*ASSIGNMENT*
Rewrite the lines from the start of the material through the line holding "positive clicks: (161, 136) (163, 242)", inclusive, with "negative clicks" changed to "exclusion clicks" and everything else left as it is.

*WORKING DATA*

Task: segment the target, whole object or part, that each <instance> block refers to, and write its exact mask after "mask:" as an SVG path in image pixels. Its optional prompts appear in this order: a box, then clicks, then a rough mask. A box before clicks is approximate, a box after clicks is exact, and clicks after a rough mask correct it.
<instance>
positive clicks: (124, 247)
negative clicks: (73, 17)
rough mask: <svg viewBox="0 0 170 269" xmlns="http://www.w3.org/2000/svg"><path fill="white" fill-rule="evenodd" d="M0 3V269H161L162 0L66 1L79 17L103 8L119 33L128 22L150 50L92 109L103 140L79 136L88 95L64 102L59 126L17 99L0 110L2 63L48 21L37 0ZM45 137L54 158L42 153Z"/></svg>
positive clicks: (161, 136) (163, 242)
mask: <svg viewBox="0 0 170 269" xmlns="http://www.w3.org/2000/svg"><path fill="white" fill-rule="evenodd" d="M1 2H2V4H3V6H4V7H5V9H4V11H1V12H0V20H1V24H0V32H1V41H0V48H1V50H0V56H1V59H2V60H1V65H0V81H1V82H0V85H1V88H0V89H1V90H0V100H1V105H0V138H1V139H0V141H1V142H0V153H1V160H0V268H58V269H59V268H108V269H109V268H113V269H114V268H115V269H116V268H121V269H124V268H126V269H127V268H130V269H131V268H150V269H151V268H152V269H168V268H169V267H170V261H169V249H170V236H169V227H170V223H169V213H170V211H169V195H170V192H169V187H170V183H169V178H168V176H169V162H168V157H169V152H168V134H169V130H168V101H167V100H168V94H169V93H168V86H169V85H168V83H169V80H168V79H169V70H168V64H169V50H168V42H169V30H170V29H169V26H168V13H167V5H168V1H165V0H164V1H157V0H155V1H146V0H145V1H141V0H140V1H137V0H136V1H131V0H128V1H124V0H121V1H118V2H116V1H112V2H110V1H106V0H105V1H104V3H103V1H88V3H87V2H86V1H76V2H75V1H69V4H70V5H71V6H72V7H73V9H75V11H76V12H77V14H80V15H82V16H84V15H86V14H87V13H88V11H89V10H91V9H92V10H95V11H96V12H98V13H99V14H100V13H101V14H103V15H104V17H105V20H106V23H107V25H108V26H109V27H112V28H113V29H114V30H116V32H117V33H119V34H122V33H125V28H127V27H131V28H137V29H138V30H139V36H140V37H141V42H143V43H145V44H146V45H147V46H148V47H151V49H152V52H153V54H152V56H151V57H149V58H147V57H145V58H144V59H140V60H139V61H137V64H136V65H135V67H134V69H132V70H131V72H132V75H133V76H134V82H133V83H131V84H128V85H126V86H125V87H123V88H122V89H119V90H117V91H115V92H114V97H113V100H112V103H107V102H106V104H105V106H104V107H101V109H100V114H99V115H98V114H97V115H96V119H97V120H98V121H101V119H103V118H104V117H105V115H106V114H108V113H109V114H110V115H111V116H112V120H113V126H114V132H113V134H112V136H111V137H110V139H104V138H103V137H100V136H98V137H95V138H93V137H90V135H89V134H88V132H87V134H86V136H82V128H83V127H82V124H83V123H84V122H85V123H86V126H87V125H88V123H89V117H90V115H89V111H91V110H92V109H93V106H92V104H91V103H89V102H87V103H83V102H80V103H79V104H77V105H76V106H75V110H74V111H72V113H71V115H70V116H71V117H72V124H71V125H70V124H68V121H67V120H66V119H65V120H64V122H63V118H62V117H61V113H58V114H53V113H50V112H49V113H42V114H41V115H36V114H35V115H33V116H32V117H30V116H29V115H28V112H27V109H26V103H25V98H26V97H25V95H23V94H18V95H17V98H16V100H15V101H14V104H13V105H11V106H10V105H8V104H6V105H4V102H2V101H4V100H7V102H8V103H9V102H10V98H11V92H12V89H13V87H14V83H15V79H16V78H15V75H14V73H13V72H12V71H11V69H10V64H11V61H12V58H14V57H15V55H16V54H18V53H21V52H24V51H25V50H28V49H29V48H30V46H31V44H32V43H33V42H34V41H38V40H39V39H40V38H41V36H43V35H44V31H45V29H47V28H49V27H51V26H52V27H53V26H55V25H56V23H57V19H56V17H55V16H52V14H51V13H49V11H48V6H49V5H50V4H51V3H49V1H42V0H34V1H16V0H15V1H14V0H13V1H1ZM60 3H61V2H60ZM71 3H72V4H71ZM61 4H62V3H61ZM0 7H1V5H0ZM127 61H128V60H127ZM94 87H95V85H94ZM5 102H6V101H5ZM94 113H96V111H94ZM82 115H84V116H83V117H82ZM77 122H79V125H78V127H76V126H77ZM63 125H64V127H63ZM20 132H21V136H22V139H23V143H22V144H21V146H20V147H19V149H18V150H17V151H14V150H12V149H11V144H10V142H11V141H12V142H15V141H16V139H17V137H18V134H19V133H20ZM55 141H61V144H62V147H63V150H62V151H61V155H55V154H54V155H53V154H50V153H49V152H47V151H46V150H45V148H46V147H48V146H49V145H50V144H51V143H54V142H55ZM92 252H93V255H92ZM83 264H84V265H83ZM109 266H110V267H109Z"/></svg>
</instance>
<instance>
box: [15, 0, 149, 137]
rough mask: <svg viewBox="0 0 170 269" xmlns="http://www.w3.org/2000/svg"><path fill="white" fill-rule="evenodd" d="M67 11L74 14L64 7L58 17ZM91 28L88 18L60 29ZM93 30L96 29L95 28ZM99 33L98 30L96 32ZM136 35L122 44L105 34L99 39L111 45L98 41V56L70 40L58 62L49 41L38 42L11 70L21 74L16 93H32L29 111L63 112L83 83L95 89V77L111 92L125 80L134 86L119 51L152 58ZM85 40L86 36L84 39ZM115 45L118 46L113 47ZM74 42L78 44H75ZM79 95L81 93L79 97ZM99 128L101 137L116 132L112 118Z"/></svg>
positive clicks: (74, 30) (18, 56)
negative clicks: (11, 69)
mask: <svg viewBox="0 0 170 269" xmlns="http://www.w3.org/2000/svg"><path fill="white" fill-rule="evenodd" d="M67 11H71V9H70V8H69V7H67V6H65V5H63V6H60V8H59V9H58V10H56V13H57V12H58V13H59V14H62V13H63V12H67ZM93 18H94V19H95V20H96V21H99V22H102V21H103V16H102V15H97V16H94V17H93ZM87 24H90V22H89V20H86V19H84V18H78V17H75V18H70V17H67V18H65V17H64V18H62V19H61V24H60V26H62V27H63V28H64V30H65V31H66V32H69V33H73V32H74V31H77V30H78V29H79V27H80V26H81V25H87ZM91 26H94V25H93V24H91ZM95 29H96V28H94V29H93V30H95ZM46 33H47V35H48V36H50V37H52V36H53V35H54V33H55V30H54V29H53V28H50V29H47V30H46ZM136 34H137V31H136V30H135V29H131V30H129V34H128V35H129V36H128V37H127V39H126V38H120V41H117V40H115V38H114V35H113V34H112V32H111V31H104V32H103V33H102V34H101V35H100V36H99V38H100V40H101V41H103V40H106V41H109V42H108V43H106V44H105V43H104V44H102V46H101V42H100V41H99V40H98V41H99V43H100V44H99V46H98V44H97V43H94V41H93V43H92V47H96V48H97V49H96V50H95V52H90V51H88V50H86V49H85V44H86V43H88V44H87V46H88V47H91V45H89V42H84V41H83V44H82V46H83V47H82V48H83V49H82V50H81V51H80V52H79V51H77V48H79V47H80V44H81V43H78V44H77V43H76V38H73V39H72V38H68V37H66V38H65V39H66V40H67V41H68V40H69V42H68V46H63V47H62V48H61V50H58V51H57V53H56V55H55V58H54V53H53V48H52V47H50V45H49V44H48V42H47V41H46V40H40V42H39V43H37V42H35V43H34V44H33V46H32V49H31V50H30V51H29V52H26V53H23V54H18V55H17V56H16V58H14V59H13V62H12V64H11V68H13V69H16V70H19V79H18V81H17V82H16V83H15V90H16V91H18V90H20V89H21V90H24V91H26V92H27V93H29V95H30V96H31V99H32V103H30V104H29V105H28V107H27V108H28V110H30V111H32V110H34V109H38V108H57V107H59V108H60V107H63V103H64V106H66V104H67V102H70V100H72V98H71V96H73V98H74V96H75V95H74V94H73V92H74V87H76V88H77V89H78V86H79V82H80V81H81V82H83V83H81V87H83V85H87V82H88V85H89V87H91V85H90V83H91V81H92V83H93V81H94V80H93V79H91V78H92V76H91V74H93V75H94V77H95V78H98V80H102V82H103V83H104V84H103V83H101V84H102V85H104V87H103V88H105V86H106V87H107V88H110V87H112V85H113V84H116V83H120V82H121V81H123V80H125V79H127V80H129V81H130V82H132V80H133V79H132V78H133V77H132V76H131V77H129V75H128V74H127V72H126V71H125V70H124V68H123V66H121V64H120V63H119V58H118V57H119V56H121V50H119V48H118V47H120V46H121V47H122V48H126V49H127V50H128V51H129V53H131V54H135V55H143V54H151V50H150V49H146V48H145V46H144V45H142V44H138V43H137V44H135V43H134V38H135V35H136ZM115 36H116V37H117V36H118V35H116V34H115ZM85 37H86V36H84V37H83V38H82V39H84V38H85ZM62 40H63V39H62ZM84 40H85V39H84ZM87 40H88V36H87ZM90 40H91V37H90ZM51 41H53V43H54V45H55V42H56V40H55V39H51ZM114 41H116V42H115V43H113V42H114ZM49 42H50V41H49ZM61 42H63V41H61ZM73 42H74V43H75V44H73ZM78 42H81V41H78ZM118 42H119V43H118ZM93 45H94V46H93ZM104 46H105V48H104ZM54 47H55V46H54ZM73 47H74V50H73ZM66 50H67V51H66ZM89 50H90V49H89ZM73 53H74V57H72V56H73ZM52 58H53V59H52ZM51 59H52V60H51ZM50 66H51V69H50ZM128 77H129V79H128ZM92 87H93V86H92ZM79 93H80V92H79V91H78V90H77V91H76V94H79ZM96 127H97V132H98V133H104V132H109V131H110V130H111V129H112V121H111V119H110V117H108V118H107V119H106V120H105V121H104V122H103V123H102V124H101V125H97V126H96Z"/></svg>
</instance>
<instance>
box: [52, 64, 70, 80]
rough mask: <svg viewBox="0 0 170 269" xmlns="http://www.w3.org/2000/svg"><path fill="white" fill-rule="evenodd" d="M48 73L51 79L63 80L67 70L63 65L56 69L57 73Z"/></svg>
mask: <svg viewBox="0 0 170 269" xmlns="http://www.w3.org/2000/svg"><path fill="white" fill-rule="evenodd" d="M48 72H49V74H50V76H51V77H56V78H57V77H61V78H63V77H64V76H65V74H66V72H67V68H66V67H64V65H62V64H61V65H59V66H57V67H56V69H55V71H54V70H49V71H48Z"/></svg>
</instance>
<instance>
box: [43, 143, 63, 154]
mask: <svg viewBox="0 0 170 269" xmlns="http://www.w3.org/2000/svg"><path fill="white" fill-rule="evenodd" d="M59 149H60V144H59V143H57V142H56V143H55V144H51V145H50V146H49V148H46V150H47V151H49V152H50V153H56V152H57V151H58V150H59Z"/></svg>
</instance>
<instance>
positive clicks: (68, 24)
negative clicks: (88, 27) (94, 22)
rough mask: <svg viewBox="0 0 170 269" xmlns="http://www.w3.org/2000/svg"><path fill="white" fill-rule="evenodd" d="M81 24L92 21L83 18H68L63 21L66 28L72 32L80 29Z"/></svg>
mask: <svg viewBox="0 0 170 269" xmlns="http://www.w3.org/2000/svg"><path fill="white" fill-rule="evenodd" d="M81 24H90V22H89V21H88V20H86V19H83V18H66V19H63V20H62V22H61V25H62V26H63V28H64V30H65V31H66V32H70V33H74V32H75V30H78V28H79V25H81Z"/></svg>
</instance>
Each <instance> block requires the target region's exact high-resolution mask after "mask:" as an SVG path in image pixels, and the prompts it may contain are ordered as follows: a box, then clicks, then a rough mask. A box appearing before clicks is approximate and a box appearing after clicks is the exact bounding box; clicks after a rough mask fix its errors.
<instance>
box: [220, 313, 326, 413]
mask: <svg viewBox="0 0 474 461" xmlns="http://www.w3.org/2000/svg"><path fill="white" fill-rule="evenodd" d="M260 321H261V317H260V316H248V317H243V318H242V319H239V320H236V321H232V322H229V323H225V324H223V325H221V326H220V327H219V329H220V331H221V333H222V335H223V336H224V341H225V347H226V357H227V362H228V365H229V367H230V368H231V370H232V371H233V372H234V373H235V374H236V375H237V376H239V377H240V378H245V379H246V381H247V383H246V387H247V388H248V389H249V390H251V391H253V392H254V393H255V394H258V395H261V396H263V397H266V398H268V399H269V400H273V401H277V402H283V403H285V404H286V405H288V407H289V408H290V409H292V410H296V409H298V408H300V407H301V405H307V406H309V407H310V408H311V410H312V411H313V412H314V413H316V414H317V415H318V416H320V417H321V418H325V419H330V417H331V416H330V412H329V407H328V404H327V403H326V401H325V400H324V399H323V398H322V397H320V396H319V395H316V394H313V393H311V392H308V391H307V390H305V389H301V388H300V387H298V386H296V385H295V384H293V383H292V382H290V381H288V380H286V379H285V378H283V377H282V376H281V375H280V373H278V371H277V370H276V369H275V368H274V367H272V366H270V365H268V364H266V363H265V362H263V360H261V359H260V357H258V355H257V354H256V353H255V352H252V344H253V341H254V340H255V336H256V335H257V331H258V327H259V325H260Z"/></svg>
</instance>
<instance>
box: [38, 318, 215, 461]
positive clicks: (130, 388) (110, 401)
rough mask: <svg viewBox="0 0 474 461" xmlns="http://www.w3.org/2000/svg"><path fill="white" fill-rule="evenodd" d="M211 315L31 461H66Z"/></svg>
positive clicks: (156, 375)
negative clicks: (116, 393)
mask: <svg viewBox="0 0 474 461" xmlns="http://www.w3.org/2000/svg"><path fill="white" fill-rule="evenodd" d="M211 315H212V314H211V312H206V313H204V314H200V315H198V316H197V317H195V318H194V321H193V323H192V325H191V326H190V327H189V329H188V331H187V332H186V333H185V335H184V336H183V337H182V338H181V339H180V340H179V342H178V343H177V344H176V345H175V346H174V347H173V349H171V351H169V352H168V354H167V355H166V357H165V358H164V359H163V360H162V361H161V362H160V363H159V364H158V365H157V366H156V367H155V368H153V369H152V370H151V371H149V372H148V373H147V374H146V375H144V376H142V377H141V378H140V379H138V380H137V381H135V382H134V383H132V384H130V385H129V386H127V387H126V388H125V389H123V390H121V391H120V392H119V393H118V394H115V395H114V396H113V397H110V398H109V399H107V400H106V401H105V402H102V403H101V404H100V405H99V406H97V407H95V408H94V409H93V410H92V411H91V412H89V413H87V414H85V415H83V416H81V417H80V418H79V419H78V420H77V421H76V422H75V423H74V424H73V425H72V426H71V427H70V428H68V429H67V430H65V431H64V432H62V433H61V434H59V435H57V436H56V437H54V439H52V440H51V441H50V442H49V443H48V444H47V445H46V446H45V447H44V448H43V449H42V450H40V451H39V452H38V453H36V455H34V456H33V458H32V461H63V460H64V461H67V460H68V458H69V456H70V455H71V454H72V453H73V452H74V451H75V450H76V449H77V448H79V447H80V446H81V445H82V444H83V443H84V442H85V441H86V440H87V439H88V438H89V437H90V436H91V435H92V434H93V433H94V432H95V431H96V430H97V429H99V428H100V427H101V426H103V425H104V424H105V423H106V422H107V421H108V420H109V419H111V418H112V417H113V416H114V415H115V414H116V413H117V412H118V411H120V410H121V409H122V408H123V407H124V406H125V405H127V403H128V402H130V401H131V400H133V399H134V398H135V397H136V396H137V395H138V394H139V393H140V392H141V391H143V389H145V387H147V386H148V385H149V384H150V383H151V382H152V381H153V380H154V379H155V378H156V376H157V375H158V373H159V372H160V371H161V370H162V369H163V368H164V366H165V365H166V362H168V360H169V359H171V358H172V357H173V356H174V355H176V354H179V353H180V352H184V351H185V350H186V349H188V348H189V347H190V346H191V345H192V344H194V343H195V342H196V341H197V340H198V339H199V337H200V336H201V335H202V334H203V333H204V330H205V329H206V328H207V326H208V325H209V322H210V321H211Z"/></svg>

*ANSWER SECTION*
Task: segment the target, whole object or part, that each <instance> block refers to, and write its exact mask after "mask:" as an SVG path in image pixels. Its optional prompts appear in this order: a box, then clicks, then a rough mask. A box before clicks is approximate, a box after clicks is exact, and clicks after a rough mask correct it.
<instance>
positive clicks: (124, 247)
exclusion clicks: (73, 17)
rough mask: <svg viewBox="0 0 170 269" xmlns="http://www.w3.org/2000/svg"><path fill="white" fill-rule="evenodd" d="M0 3V269H161L162 0L66 1L79 17L103 8L119 33L128 22L150 50L92 109L103 140L79 136L88 95L64 102L59 126L17 99L0 110L2 63L48 21L37 0ZM45 137L54 158L42 153Z"/></svg>
positive clicks: (161, 136) (163, 242)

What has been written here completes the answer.